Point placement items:
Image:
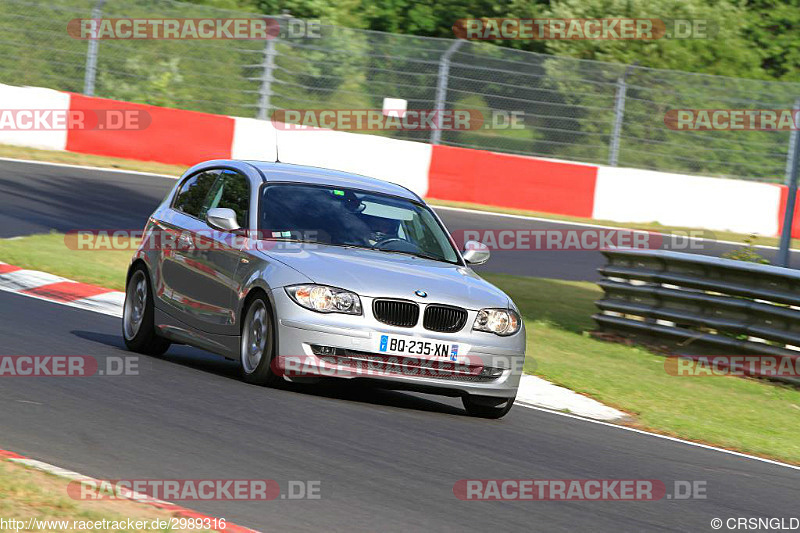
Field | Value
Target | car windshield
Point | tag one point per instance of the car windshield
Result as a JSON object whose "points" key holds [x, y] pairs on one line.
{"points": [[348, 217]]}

* * *

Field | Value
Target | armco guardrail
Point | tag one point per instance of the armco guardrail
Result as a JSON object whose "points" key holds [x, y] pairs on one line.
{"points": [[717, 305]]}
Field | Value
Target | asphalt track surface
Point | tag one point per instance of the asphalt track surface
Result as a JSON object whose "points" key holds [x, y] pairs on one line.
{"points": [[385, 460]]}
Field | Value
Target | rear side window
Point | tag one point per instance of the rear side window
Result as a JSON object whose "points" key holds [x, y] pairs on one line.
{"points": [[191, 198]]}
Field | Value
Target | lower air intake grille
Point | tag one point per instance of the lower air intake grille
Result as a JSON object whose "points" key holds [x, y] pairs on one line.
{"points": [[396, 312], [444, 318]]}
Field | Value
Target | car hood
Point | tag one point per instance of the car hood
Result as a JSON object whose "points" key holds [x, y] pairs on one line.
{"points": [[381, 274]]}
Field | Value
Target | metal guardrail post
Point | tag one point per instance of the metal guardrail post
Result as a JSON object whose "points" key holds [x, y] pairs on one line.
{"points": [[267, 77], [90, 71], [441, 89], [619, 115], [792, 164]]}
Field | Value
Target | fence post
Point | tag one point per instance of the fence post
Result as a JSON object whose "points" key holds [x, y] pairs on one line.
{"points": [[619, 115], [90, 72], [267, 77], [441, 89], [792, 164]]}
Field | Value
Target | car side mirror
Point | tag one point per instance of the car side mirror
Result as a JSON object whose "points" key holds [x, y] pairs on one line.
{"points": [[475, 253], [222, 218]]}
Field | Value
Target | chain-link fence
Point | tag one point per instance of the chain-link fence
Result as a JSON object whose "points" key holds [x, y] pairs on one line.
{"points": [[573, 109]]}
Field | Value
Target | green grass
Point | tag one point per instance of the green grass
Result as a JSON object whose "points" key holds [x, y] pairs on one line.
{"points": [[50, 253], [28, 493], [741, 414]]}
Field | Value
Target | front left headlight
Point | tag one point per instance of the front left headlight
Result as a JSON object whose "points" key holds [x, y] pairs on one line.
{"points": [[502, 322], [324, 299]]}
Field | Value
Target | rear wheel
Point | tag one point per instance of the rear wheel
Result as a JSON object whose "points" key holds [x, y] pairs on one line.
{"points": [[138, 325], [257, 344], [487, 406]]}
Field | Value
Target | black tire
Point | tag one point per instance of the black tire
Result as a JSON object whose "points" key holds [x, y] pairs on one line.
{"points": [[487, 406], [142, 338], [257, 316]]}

◆ Required work:
List every line in the items above that contains the word "side".

◆ Answer to the problem:
Target | rear side window
Point | tag one point per instance of the rear side window
Target | car side mirror
Point | tag one point per instance of the car side mirror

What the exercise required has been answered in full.